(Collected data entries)
◇ ◇ ◇ ◇ ◇

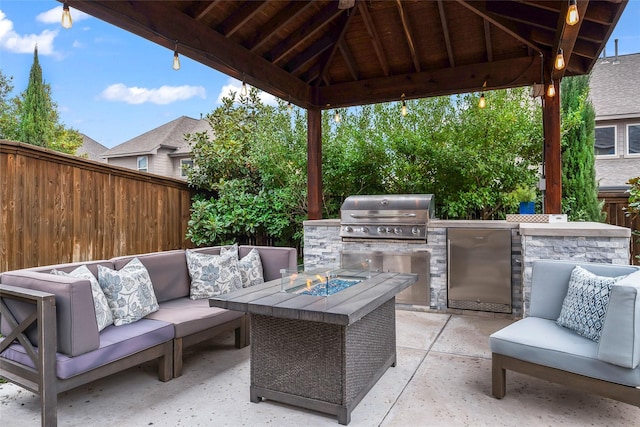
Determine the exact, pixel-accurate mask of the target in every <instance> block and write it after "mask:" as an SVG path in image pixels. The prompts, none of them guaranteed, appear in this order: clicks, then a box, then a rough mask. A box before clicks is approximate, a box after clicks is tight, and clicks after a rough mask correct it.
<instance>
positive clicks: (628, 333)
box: [597, 271, 640, 369]
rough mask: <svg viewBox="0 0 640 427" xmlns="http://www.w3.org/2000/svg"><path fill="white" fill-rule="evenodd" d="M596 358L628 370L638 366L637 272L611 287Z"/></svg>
mask: <svg viewBox="0 0 640 427" xmlns="http://www.w3.org/2000/svg"><path fill="white" fill-rule="evenodd" d="M597 357H598V359H600V360H602V361H605V362H608V363H612V364H614V365H618V366H622V367H625V368H630V369H635V368H636V367H637V366H638V365H639V364H640V271H637V272H635V273H633V274H630V275H629V276H627V277H626V278H624V279H622V280H621V281H619V282H618V283H616V284H614V285H613V286H612V287H611V295H610V297H609V306H608V308H607V315H606V317H605V320H604V325H603V328H602V335H601V337H600V344H599V346H598V355H597Z"/></svg>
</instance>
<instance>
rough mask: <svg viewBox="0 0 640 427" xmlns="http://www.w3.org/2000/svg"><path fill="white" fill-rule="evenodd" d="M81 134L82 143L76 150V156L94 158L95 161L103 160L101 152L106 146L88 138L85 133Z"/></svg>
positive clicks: (101, 153)
mask: <svg viewBox="0 0 640 427" xmlns="http://www.w3.org/2000/svg"><path fill="white" fill-rule="evenodd" d="M81 135H82V145H81V146H80V147H78V149H77V150H76V156H84V155H86V158H87V159H89V160H95V161H97V162H104V158H103V157H102V153H104V152H105V151H106V150H107V147H105V146H104V145H102V144H100V143H99V142H98V141H96V140H95V139H93V138H89V137H88V136H87V135H85V134H81Z"/></svg>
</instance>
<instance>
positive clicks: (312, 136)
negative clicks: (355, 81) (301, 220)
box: [307, 108, 322, 219]
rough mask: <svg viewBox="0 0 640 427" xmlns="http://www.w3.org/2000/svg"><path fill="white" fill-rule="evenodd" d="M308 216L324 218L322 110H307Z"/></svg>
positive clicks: (307, 206)
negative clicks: (323, 216)
mask: <svg viewBox="0 0 640 427" xmlns="http://www.w3.org/2000/svg"><path fill="white" fill-rule="evenodd" d="M307 202H308V204H309V205H308V206H307V217H308V219H322V111H321V110H320V109H319V108H309V109H308V110H307Z"/></svg>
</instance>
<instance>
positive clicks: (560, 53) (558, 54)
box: [554, 48, 565, 70]
mask: <svg viewBox="0 0 640 427" xmlns="http://www.w3.org/2000/svg"><path fill="white" fill-rule="evenodd" d="M564 66H565V63H564V52H563V51H562V48H560V49H558V55H556V62H555V64H554V67H555V69H556V70H562V69H563V68H564Z"/></svg>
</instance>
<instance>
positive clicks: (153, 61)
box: [0, 0, 640, 147]
mask: <svg viewBox="0 0 640 427" xmlns="http://www.w3.org/2000/svg"><path fill="white" fill-rule="evenodd" d="M61 13H62V5H61V4H60V3H59V2H57V1H54V0H0V69H1V70H2V73H3V74H4V75H5V76H12V77H13V85H14V95H15V94H18V93H20V92H22V91H24V90H25V89H26V87H27V83H28V79H29V70H30V68H31V65H32V63H33V48H34V45H35V44H36V43H37V44H38V58H39V60H40V65H41V66H42V71H43V77H44V80H45V81H46V82H47V83H49V84H50V85H51V88H52V95H53V99H54V101H55V102H56V103H57V104H58V109H59V112H60V116H61V119H62V121H63V122H64V123H65V124H66V125H67V126H70V127H73V128H75V129H77V130H79V131H80V132H82V133H84V134H86V135H87V136H89V137H91V138H93V139H95V140H96V141H98V142H99V143H101V144H103V145H105V146H107V147H113V146H115V145H118V144H121V143H123V142H125V141H127V140H129V139H131V138H134V137H136V136H138V135H140V134H142V133H144V132H146V131H148V130H151V129H153V128H155V127H158V126H160V125H162V124H164V123H166V122H168V121H171V120H173V119H175V118H178V117H180V116H190V117H194V118H199V117H200V114H203V115H204V114H207V113H209V112H211V111H212V110H213V109H214V108H216V107H217V106H218V105H219V104H220V98H221V96H223V95H225V94H227V93H228V92H229V90H239V88H240V85H241V83H240V82H238V81H237V80H235V79H232V78H230V77H228V76H226V75H224V74H222V73H219V72H217V71H215V70H213V69H211V68H208V67H205V66H204V65H201V64H199V63H197V62H195V61H192V60H190V59H189V58H186V57H184V56H181V57H180V62H181V69H180V70H179V71H175V70H173V69H172V68H171V63H172V59H173V52H172V51H170V50H167V49H165V48H163V47H160V46H158V45H156V44H154V43H152V42H150V41H147V40H145V39H142V38H141V37H138V36H135V35H133V34H131V33H128V32H126V31H124V30H121V29H119V28H117V27H114V26H112V25H110V24H107V23H105V22H103V21H100V20H99V19H96V18H93V17H91V16H87V15H84V14H81V13H80V12H78V11H77V10H74V9H73V8H71V14H72V17H73V19H74V22H73V27H72V28H71V29H69V30H65V29H64V28H62V27H61V26H60V16H61ZM639 24H640V0H630V2H629V4H628V5H627V7H626V9H625V11H624V13H623V15H622V17H621V18H620V21H619V22H618V25H617V26H616V28H615V30H614V32H613V34H612V36H611V38H610V39H609V41H608V43H607V54H608V55H609V56H612V55H613V54H614V39H616V38H618V39H619V46H618V50H619V54H620V55H626V54H630V53H640V25H639ZM638 72H640V70H639V71H638ZM269 98H270V97H268V98H265V102H273V99H272V98H271V99H269Z"/></svg>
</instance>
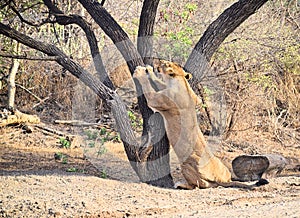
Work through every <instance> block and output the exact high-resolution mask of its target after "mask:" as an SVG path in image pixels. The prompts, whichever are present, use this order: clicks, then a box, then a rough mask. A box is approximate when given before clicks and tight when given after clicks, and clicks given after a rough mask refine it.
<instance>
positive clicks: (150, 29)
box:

◇ ◇ ◇ ◇ ◇

▶ TASK ITEM: All of the data above needs to be retyped exactly, with the pictures removed.

▶ TASK RESPONSE:
Determine the exact, pixel-accurate mask of the target in every <instance> block and write it after "mask:" as an SVG path in image pixels. The prompts, none of them guaranteed, appear in this order: clicks, then a box, then a rough mask. A box before clicks is approximate, a box after clicks is tight, and clicks after a rough mask correct it.
<instance>
positive clicks: (628, 333)
box: [597, 271, 640, 369]
rough mask: <svg viewBox="0 0 640 427" xmlns="http://www.w3.org/2000/svg"><path fill="white" fill-rule="evenodd" d="M596 358L628 370L638 366L637 272L611 287Z"/></svg>
mask: <svg viewBox="0 0 640 427" xmlns="http://www.w3.org/2000/svg"><path fill="white" fill-rule="evenodd" d="M597 357H598V359H600V360H602V361H605V362H608V363H612V364H614V365H618V366H622V367H625V368H630V369H635V368H636V367H637V366H638V365H639V364H640V271H637V272H635V273H633V274H630V275H629V276H627V277H626V278H624V279H622V280H621V281H619V282H618V283H616V284H614V285H613V286H612V287H611V295H610V297H609V306H608V308H607V315H606V317H605V320H604V325H603V328H602V335H601V337H600V344H599V346H598V355H597Z"/></svg>
</instance>
<instance>
rough mask: <svg viewBox="0 0 640 427" xmlns="http://www.w3.org/2000/svg"><path fill="white" fill-rule="evenodd" d="M81 134L82 143L76 150V156L94 158L95 161L103 160L101 152L106 146L88 138L85 133Z"/></svg>
positive clicks: (101, 153)
mask: <svg viewBox="0 0 640 427" xmlns="http://www.w3.org/2000/svg"><path fill="white" fill-rule="evenodd" d="M81 135H82V145H81V146H80V147H78V149H77V150H76V156H84V155H86V158H87V159H89V160H95V161H97V162H104V158H103V157H102V153H104V152H105V151H106V150H107V147H105V146H104V145H102V144H100V143H99V142H98V141H96V140H95V139H93V138H89V137H88V136H87V135H85V134H81Z"/></svg>
</instance>
<instance>
positive clicks: (312, 136)
negative clicks: (355, 81) (301, 220)
box: [307, 108, 322, 219]
rough mask: <svg viewBox="0 0 640 427" xmlns="http://www.w3.org/2000/svg"><path fill="white" fill-rule="evenodd" d="M308 216L324 218L322 110H307Z"/></svg>
positive clicks: (307, 206)
negative clicks: (323, 216)
mask: <svg viewBox="0 0 640 427" xmlns="http://www.w3.org/2000/svg"><path fill="white" fill-rule="evenodd" d="M307 202H308V204H309V205H308V206H307V217H308V219H322V111H321V110H320V109H319V108H309V109H308V110H307Z"/></svg>
</instance>
<instance>
positive clicks: (560, 53) (558, 54)
box: [554, 48, 565, 70]
mask: <svg viewBox="0 0 640 427" xmlns="http://www.w3.org/2000/svg"><path fill="white" fill-rule="evenodd" d="M564 66H565V63H564V52H563V51H562V48H560V49H558V55H556V62H555V64H554V67H555V69H556V70H562V69H563V68H564Z"/></svg>
</instance>
<instance>
positive clicks: (153, 61)
box: [0, 0, 640, 147]
mask: <svg viewBox="0 0 640 427" xmlns="http://www.w3.org/2000/svg"><path fill="white" fill-rule="evenodd" d="M61 13H62V5H61V4H60V3H59V2H57V1H54V0H0V69H1V70H2V73H3V74H4V75H5V76H12V77H13V85H14V95H15V94H18V93H20V92H22V91H24V90H25V89H26V87H27V83H28V79H29V70H30V68H31V65H32V63H33V48H34V45H35V44H36V43H37V44H38V58H39V60H40V65H41V66H42V71H43V77H44V80H45V81H46V82H47V83H49V84H50V85H51V88H52V95H53V99H54V101H55V102H56V103H57V104H58V109H59V112H60V116H61V119H62V121H63V122H64V123H65V124H66V125H67V126H70V127H73V128H75V129H77V130H79V131H80V132H82V133H84V134H86V135H87V136H89V137H91V138H93V139H95V140H96V141H98V142H99V143H101V144H103V145H105V146H107V147H113V146H115V145H118V144H121V143H123V142H125V141H127V140H129V139H131V138H134V137H136V136H138V135H140V134H142V133H144V132H146V131H148V130H151V129H153V128H155V127H158V126H160V125H162V124H164V123H166V122H168V121H171V120H173V119H175V118H178V117H180V116H190V117H194V118H199V117H200V114H203V115H204V114H207V113H209V112H211V111H212V110H213V109H214V108H216V107H217V106H218V105H219V104H220V98H221V96H223V95H225V94H227V93H228V92H229V90H239V88H240V85H241V83H240V82H238V81H237V80H235V79H232V78H230V77H228V76H226V75H224V74H222V73H219V72H217V71H215V70H213V69H211V68H208V67H205V66H204V65H201V64H199V63H197V62H195V61H192V60H190V59H189V58H186V57H184V56H181V57H180V62H181V69H180V70H179V71H175V70H173V69H172V68H171V63H172V59H173V52H172V51H170V50H167V49H165V48H163V47H160V46H158V45H156V44H154V43H152V42H150V41H147V40H145V39H142V38H141V37H138V36H135V35H133V34H131V33H128V32H126V31H124V30H121V29H119V28H117V27H114V26H112V25H110V24H107V23H105V22H103V21H100V20H99V19H96V18H93V17H91V16H87V15H84V14H81V13H80V12H78V11H77V10H74V9H73V8H71V14H72V17H73V19H74V22H73V27H72V28H71V29H69V30H65V29H64V28H62V27H61V26H60V16H61ZM639 24H640V0H630V2H629V4H628V5H627V7H626V9H625V11H624V13H623V15H622V17H621V18H620V21H619V22H618V25H617V26H616V28H615V30H614V32H613V34H612V36H611V38H610V39H609V41H608V43H607V54H608V55H609V56H612V55H613V54H614V39H616V38H618V39H619V46H618V50H619V54H620V55H626V54H630V53H640V25H639ZM638 72H640V70H639V71H638ZM269 98H270V97H268V98H265V102H273V99H272V98H271V99H269Z"/></svg>
</instance>
Work through every <instance> block and output the exact high-resolution mask of its target after "mask:" as an SVG path in image pixels. The prompts, whichever are present, use this order: clicks, then a box, then a rough mask. A box is approximate when given before clicks and tight when given after clicks, and clicks given after a rough mask refine it.
<instance>
positive clicks: (150, 29)
box:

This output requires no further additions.